USA – Firefighters—whether they are working in burning buildings or burning forests—can experience a dangerous condition called rhabdomyolysis or rhabdo. Rhabdo is the breakdown of damaged muscle tissue that releases proteins and electrolytes into the blood. These substances can damage the heart and kidneys and cause permanent disability and even death. The condition can occur for many reasons, including engaging in the type of extreme physical exertion common with firefighting.
This and more about rhabdo is discussed in two sets of fact sheets—one for structural firefighters, one for woodland firefighters—the National Institute for Occupational Safety and Health (NIOSH) recently released.
“Because exertion in a hot environment is such a fundamental part of the job, fire fighters need to know the signs and symptoms of rhabdo to be able to quickly recognize the potential danger and get medical attention right away if they are not feeling well,” states NIOSH.
━━━━━━
### Directions
**A.** In the passage on rhabdomyolysis in firefighters, which organization released the two sets of fact sheets?
**B.** Proceed with the passage on rhabdomyolysis in firefighters, writing on from its final sentence.
The material that comes next has no connection to the passage on rhabdomyolysis in firefighters.

### Items drawn from a data source
━━━━━━
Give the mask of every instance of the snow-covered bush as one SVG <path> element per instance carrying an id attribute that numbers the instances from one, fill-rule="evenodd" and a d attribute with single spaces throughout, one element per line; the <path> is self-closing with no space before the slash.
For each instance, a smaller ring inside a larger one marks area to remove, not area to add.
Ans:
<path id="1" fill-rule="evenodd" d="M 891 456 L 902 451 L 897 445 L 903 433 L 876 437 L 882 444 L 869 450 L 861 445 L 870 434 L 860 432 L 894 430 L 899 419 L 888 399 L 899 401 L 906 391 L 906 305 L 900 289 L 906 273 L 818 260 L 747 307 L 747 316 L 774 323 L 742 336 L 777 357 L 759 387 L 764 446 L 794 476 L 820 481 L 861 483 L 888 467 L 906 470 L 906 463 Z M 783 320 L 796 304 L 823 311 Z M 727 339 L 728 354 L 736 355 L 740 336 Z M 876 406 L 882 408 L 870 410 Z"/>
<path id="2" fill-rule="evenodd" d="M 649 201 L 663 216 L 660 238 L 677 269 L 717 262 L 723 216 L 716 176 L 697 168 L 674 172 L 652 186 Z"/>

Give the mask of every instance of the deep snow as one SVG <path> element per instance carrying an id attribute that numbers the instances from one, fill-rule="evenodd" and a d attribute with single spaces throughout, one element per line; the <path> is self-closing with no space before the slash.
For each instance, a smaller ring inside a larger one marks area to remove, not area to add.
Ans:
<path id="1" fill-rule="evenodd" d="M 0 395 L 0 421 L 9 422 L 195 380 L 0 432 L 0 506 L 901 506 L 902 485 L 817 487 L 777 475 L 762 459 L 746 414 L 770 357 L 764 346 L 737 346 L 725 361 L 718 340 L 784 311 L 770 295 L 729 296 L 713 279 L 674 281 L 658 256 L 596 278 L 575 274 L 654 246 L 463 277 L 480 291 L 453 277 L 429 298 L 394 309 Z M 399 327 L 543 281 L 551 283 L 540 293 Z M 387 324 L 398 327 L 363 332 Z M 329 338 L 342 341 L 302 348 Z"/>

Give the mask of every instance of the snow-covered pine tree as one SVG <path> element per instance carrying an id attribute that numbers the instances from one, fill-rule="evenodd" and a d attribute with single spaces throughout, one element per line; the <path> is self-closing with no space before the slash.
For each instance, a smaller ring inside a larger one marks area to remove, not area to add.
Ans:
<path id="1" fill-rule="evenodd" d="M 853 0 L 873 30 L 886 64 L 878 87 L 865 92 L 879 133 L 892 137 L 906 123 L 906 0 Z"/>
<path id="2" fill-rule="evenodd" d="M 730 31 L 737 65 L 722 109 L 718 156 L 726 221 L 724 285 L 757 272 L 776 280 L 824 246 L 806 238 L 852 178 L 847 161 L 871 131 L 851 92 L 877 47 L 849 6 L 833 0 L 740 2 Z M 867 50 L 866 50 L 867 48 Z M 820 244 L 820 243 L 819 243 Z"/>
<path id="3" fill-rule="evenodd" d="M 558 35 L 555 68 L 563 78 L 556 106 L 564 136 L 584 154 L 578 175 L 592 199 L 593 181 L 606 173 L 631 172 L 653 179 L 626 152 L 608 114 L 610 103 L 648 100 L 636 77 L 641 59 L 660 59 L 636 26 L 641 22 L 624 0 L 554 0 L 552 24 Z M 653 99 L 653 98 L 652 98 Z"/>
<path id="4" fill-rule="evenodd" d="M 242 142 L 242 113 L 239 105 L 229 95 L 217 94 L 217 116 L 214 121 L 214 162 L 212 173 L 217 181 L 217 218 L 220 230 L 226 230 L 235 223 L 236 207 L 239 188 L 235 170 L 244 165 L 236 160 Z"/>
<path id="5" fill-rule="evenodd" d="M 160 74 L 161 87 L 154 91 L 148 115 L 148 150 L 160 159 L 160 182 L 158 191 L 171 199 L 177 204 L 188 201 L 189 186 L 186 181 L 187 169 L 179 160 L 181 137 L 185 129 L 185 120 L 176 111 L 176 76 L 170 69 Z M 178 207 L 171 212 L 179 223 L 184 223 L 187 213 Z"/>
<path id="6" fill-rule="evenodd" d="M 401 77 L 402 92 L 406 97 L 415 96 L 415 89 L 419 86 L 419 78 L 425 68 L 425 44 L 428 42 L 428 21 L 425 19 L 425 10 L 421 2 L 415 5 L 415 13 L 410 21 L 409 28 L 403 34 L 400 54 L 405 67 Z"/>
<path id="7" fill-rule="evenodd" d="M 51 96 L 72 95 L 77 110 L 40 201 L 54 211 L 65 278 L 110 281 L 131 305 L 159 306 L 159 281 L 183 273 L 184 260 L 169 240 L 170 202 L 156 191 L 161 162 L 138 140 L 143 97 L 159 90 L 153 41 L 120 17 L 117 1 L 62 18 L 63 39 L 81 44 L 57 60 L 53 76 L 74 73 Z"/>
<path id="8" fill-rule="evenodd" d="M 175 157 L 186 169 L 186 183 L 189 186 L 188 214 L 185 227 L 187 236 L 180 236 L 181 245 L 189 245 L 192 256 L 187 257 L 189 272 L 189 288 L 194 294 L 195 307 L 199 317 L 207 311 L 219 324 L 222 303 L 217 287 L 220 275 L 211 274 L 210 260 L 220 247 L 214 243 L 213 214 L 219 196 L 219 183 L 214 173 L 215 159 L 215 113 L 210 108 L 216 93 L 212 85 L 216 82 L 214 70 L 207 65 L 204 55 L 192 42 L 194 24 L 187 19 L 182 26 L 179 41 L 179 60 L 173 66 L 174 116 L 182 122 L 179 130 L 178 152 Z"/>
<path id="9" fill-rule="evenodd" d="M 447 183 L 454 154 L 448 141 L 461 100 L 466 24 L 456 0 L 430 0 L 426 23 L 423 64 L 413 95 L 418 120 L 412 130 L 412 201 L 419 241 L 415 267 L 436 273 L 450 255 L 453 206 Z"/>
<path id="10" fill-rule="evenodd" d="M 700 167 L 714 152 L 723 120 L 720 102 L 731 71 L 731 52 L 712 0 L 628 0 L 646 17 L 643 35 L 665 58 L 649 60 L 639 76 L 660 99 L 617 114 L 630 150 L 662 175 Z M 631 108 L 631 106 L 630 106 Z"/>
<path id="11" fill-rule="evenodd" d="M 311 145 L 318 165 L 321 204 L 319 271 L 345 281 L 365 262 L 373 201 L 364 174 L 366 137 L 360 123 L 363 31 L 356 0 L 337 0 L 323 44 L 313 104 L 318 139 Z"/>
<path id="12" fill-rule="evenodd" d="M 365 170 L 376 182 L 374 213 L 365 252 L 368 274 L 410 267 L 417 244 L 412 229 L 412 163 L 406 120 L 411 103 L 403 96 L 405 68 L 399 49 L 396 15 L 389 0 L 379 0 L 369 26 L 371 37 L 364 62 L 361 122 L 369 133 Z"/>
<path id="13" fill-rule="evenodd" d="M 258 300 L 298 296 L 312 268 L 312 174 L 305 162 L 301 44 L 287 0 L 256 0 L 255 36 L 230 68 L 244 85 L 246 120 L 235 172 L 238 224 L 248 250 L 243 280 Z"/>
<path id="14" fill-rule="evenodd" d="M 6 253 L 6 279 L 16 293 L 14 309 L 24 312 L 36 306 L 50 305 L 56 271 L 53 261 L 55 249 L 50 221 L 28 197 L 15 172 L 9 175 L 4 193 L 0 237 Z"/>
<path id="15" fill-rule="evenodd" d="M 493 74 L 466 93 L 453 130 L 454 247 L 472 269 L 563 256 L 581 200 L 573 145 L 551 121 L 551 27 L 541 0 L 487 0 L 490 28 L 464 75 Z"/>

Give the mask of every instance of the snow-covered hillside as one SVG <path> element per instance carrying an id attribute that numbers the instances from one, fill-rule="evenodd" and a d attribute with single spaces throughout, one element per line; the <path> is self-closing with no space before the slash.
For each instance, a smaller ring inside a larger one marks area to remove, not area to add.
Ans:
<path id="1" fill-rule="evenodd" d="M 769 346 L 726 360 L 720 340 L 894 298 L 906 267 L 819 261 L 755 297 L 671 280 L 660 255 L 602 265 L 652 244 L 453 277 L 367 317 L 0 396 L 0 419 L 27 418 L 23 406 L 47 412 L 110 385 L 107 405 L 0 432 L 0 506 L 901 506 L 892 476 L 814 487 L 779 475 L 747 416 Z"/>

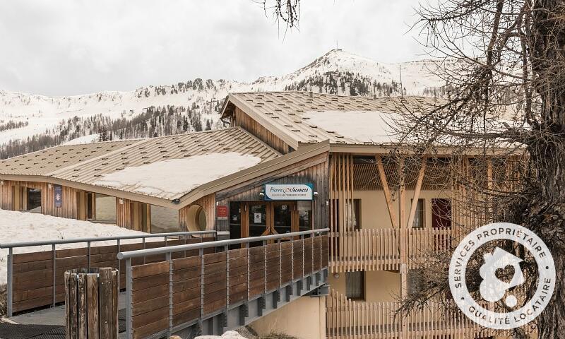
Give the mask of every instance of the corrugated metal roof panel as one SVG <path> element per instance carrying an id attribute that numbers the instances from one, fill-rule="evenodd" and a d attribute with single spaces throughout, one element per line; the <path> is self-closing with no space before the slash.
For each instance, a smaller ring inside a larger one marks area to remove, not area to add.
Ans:
<path id="1" fill-rule="evenodd" d="M 139 140 L 105 141 L 46 148 L 0 161 L 0 174 L 49 175 L 138 142 Z"/>
<path id="2" fill-rule="evenodd" d="M 309 123 L 307 111 L 379 111 L 401 112 L 403 106 L 422 108 L 439 104 L 436 99 L 424 97 L 345 96 L 308 92 L 249 92 L 230 96 L 244 103 L 249 109 L 263 117 L 268 126 L 289 136 L 295 143 L 315 143 L 328 140 L 332 143 L 364 144 L 326 131 Z M 237 102 L 234 102 L 237 105 Z M 240 107 L 246 110 L 244 107 Z M 260 121 L 261 122 L 261 121 Z"/>

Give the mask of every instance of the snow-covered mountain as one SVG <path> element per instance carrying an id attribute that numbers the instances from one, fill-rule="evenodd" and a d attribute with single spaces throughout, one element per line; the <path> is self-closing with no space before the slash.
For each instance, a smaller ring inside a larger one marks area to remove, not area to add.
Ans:
<path id="1" fill-rule="evenodd" d="M 229 92 L 312 90 L 350 95 L 438 95 L 432 61 L 382 64 L 333 49 L 282 76 L 252 83 L 197 78 L 129 92 L 47 97 L 0 90 L 0 157 L 64 143 L 155 136 L 221 128 Z M 87 136 L 93 135 L 93 136 Z M 81 138 L 78 141 L 70 141 Z"/>

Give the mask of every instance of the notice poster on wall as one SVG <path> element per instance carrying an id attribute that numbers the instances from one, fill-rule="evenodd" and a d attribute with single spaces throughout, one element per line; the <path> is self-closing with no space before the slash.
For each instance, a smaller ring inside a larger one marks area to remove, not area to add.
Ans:
<path id="1" fill-rule="evenodd" d="M 55 201 L 55 207 L 63 207 L 63 186 L 54 185 L 53 186 L 53 198 Z"/>
<path id="2" fill-rule="evenodd" d="M 227 220 L 227 206 L 216 206 L 216 219 L 218 220 Z"/>

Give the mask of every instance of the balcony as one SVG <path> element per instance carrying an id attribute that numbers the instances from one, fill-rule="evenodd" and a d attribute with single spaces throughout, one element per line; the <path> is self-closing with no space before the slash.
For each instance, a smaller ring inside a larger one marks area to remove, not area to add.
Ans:
<path id="1" fill-rule="evenodd" d="M 400 302 L 353 301 L 332 290 L 326 307 L 328 339 L 481 338 L 494 332 L 482 328 L 458 309 L 439 304 L 401 316 L 397 314 Z"/>
<path id="2" fill-rule="evenodd" d="M 431 251 L 451 249 L 450 228 L 361 229 L 330 234 L 332 272 L 421 267 Z"/>

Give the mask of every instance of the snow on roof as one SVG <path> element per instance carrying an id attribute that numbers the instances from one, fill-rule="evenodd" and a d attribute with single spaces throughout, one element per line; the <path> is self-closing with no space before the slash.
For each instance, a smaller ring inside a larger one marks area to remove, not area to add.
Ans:
<path id="1" fill-rule="evenodd" d="M 93 184 L 172 200 L 261 161 L 236 152 L 208 153 L 125 167 L 103 174 Z"/>
<path id="2" fill-rule="evenodd" d="M 310 125 L 347 138 L 359 143 L 391 143 L 396 142 L 396 133 L 391 127 L 396 113 L 381 111 L 307 111 L 304 118 Z"/>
━━━━━━
### Results in order
**A.** The National Institute for Occupational Safety and Health (NIOSH).

**B.**
Elements of fire response as well as firefighting training associated with an increased risk of rhabdo include:
Carrying loads such as turnout gear, air packs, and firefighting tools that can weigh more than 100 pounds;
High levels of exertion, such as victim rescue, climbing ladders and stairs with heavy gear, and carrying heavy loads over rugged, steep terrain;
Prolonged exertion during overhaul (e.g., opening walls to check for smoldering embers);
Rigorous training and physical fitness tests; and
Exposure to heat from the fire environment.
Other elements that can increase the risk of rhabdo include some cold and allergy medications; certain antibiotics; dietary supplements such as creatine; and common prescription medications such as statins that lower cholesterol.
“People with no known rhabdo risk factors can get rhabdo,” says NIOSH. “It can happen after activities you have done in the past without a problem. Even firefighters and athletes who are in excellent physical condition can develop it.”
Prominent symptoms of rhabdo are muscle cramps and aches or pains that are more severe than expected with the amount of exertion; inability to complete a workout routine due to feeling unusually tired; and tea- or cola-colored urine. Also, rhabdo symptoms may not appear until several days after the muscle is damaged.
If these symptoms do occur, medical treatment should be sought immediately. Since rhabdo can be confused with dehydration or heat-related illness, the healthcare provider must be informed of the nature of employment. Multiple blood tests for a protein called creatine phosphokinase (also called CK) are the only way to determine if a person has rhabdo.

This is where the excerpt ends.